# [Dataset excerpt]
──────────────────────────────
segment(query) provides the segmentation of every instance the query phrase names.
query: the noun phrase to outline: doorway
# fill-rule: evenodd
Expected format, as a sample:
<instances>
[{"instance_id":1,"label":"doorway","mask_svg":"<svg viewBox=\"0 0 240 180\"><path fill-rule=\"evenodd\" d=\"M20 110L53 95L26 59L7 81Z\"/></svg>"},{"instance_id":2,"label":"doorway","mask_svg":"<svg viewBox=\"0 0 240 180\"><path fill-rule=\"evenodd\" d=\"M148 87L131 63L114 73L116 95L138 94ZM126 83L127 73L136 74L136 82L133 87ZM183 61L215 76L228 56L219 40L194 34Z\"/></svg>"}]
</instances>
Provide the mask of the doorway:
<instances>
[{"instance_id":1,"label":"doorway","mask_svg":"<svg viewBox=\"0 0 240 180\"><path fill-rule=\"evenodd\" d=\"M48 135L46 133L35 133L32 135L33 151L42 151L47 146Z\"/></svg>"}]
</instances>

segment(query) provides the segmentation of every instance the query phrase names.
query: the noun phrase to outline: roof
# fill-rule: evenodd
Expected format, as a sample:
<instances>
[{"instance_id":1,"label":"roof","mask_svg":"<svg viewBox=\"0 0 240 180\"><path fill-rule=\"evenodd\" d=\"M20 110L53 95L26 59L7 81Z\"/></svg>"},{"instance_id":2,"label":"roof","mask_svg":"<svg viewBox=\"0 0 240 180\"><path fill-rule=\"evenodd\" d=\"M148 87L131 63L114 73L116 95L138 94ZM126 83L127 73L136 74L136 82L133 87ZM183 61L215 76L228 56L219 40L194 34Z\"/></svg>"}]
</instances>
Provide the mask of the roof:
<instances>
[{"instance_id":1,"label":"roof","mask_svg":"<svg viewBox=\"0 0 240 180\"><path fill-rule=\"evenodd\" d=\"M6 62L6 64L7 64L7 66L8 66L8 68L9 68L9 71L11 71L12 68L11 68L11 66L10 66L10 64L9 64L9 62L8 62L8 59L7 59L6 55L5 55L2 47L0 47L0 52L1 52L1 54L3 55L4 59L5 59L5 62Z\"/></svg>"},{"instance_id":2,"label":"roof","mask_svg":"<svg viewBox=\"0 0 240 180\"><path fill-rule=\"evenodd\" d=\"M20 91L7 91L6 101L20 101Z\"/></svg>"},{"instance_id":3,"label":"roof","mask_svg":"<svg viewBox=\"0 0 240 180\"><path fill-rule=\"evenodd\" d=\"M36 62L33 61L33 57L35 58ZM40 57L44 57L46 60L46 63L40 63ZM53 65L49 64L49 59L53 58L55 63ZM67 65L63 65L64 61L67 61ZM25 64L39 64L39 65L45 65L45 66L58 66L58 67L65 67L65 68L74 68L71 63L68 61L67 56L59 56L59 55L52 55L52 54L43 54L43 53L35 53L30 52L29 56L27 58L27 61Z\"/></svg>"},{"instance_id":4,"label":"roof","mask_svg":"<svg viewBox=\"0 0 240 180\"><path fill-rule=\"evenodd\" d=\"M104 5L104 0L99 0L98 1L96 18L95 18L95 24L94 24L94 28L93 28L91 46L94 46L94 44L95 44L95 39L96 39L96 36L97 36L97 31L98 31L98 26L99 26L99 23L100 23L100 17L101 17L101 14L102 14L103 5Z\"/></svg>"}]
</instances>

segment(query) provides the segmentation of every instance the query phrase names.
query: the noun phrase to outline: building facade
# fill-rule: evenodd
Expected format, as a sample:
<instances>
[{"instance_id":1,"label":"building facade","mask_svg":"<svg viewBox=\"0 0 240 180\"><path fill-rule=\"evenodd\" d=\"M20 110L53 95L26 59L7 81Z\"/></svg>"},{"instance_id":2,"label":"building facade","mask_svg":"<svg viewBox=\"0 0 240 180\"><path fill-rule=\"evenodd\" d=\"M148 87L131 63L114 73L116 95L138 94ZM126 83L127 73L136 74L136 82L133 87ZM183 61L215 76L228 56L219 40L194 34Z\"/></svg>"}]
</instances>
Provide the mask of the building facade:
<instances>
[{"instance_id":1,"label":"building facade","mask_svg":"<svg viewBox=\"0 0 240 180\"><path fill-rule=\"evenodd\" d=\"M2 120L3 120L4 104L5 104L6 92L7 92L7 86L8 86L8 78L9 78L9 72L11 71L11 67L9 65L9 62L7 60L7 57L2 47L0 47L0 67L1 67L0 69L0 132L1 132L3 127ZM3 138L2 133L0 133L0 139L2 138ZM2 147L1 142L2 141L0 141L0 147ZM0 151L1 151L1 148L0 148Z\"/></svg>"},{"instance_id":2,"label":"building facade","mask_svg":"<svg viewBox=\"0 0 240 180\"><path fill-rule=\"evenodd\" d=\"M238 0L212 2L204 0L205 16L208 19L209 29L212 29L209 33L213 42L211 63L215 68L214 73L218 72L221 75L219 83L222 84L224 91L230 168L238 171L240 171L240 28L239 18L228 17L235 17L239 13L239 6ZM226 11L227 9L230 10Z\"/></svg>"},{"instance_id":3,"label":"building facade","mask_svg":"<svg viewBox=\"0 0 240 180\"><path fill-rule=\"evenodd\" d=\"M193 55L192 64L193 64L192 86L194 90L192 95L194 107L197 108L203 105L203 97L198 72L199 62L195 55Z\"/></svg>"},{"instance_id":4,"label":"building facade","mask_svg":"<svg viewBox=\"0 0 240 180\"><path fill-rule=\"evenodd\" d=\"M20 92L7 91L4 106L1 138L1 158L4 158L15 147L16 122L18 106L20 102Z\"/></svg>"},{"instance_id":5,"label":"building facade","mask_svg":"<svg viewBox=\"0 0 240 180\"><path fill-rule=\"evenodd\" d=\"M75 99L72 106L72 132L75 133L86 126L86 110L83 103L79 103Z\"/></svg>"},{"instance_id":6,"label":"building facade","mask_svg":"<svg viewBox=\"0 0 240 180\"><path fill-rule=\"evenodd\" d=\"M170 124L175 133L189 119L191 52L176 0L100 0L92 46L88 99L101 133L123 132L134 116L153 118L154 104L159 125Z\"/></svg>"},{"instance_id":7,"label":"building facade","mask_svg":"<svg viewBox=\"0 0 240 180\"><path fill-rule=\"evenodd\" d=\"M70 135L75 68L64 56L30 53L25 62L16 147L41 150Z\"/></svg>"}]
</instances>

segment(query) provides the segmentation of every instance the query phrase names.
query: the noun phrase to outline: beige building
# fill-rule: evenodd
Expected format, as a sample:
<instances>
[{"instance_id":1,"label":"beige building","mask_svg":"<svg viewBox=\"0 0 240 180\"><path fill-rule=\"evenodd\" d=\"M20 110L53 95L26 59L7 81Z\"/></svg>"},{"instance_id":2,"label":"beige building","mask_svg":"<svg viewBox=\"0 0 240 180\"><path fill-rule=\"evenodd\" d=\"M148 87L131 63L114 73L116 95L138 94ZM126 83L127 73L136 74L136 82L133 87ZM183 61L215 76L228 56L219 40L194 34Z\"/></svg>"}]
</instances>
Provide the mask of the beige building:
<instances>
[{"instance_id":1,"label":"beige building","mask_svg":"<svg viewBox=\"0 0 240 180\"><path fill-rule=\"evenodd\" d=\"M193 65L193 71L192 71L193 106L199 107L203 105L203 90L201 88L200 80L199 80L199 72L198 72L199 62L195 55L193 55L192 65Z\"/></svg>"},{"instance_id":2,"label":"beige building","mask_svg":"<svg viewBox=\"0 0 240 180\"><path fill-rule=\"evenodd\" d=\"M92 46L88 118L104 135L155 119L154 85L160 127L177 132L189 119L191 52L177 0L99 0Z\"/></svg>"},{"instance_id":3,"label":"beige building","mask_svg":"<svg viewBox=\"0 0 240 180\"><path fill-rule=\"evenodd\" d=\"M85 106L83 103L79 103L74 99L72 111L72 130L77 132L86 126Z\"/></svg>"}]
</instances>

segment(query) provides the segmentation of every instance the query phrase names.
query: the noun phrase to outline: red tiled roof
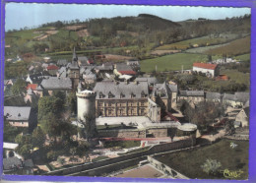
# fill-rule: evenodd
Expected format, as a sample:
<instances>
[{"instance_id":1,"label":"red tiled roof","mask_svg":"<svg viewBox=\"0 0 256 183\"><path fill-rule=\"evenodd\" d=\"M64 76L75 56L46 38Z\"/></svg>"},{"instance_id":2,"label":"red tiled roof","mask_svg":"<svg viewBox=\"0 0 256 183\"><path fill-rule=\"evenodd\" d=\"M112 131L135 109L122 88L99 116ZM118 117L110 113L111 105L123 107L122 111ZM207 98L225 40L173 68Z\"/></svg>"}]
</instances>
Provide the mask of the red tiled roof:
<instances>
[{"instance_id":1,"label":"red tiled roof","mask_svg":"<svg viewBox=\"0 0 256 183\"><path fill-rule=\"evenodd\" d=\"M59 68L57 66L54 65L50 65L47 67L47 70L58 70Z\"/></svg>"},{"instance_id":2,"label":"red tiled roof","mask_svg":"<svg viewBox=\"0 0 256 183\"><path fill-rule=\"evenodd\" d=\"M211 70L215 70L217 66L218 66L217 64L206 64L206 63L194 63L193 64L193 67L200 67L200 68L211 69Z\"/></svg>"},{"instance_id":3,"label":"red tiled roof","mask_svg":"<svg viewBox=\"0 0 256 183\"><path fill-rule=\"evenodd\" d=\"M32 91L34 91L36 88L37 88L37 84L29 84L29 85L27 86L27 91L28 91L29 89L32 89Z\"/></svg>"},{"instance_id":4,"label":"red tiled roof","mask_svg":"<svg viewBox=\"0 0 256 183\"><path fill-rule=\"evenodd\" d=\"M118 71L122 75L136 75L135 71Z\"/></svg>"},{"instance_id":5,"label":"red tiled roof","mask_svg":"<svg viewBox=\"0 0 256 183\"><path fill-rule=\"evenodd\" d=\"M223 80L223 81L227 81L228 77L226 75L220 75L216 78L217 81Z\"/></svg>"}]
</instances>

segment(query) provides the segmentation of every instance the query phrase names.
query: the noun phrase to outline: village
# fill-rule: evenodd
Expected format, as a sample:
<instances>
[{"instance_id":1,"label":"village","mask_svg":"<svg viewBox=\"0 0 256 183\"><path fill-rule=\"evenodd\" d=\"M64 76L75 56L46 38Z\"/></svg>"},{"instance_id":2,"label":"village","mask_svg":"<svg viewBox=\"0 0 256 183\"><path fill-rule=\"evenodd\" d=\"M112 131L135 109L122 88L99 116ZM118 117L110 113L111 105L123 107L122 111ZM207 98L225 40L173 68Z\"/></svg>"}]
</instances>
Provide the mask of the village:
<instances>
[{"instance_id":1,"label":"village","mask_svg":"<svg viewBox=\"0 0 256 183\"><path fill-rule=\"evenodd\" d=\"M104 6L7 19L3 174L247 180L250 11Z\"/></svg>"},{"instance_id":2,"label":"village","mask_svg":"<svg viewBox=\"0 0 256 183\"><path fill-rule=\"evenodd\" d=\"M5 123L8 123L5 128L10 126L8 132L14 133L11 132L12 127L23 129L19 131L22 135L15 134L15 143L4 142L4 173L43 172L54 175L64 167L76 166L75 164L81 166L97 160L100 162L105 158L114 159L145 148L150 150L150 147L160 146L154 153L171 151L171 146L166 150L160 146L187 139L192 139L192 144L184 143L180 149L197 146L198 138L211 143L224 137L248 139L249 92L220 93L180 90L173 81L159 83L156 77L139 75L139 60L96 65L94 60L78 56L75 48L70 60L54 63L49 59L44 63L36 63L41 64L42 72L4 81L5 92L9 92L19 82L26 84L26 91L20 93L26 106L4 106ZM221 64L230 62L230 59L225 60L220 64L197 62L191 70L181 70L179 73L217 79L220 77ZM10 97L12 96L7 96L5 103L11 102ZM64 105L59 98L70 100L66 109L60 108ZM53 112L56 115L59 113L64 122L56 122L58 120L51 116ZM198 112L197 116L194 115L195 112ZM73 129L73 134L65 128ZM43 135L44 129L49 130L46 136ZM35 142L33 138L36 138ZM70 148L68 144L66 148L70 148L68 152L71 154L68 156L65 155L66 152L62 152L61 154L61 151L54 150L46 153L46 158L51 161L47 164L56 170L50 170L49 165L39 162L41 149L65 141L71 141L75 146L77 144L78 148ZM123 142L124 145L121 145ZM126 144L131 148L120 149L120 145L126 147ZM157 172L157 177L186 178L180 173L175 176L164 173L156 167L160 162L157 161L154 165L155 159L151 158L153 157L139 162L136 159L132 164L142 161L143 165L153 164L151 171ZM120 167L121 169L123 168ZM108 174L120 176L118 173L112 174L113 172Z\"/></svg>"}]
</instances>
──────────────────────────────
# [Exercise]
Please collect every line above that contains the word "beige", and list them.

# [Final result]
query: the noun phrase to outline: beige building
[{"instance_id":1,"label":"beige building","mask_svg":"<svg viewBox=\"0 0 240 180\"><path fill-rule=\"evenodd\" d=\"M20 110L53 95L26 59L7 81Z\"/></svg>"},{"instance_id":2,"label":"beige building","mask_svg":"<svg viewBox=\"0 0 240 180\"><path fill-rule=\"evenodd\" d=\"M148 87L131 63L114 73L116 95L138 94ZM126 83L127 73L136 74L136 82L133 87ZM183 61L215 76L228 56L219 40L194 34Z\"/></svg>"}]
Provide the mask of the beige building:
[{"instance_id":1,"label":"beige building","mask_svg":"<svg viewBox=\"0 0 240 180\"><path fill-rule=\"evenodd\" d=\"M193 65L193 71L192 71L193 106L199 107L203 105L203 90L201 88L200 80L199 80L199 72L198 72L199 62L195 55L193 55L192 65Z\"/></svg>"},{"instance_id":2,"label":"beige building","mask_svg":"<svg viewBox=\"0 0 240 180\"><path fill-rule=\"evenodd\" d=\"M92 46L88 118L104 135L155 119L154 85L160 127L177 132L189 119L191 52L177 0L99 0Z\"/></svg>"},{"instance_id":3,"label":"beige building","mask_svg":"<svg viewBox=\"0 0 240 180\"><path fill-rule=\"evenodd\" d=\"M85 106L83 103L79 103L74 99L72 111L72 130L77 132L86 126Z\"/></svg>"}]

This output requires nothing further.